Collected data:
=-=-=

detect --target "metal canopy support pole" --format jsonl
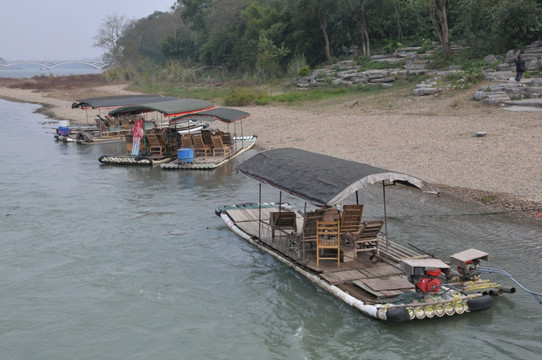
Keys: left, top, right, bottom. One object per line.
{"left": 258, "top": 183, "right": 262, "bottom": 240}
{"left": 240, "top": 120, "right": 244, "bottom": 150}
{"left": 382, "top": 181, "right": 389, "bottom": 251}
{"left": 302, "top": 202, "right": 307, "bottom": 262}
{"left": 118, "top": 115, "right": 122, "bottom": 140}
{"left": 356, "top": 191, "right": 359, "bottom": 205}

=-=-=

WHAT YOU ARE ASKED TO DO: Copy each entry exactly, with no pictures.

WRITTEN ANSWER:
detect --target "metal canopy support pole" --format jsonl
Keys: left, top, right, bottom. One object per line.
{"left": 258, "top": 183, "right": 262, "bottom": 240}
{"left": 240, "top": 120, "right": 244, "bottom": 150}
{"left": 382, "top": 181, "right": 389, "bottom": 251}
{"left": 302, "top": 202, "right": 307, "bottom": 262}
{"left": 118, "top": 115, "right": 122, "bottom": 140}
{"left": 356, "top": 191, "right": 359, "bottom": 205}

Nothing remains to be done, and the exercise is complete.